[Data to use — start]

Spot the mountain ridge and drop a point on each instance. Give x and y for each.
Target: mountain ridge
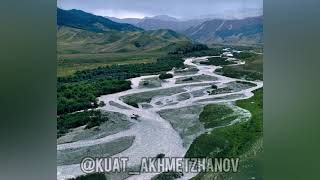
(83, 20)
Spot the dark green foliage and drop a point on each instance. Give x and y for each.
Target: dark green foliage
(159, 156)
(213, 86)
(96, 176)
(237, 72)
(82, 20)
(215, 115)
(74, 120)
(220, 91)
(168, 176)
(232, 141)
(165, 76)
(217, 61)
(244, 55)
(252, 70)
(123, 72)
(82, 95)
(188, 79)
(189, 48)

[Data to use — finish]
[Data to use — start]

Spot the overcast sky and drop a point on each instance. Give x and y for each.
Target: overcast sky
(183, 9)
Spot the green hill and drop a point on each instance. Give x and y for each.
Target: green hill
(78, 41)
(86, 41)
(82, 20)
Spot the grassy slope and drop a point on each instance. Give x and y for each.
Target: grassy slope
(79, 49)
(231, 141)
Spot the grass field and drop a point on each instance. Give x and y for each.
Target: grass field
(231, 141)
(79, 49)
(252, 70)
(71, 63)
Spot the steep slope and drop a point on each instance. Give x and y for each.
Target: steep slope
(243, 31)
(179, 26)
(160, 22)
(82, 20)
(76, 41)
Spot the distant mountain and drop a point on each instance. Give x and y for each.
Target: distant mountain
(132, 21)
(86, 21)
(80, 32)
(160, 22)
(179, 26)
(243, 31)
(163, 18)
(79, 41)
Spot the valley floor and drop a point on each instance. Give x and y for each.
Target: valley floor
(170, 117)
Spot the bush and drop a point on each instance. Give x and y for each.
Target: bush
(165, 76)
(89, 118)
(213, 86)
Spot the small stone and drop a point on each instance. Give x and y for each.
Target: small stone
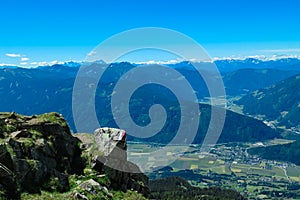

[Data to use — finish]

| Work order |
Would you print, exactly as written, every line above from the one holding "Spot the bush" through the one holding "Target: small stone", with both included and no other lines?

| Result of this task |
Spot the bush and drop a point on each instance. Give x and y for each.
Target: bush
(165, 76)
(89, 118)
(213, 86)
Spot the small stone and drop a point on each instance. Give x and y for each.
Target: small stone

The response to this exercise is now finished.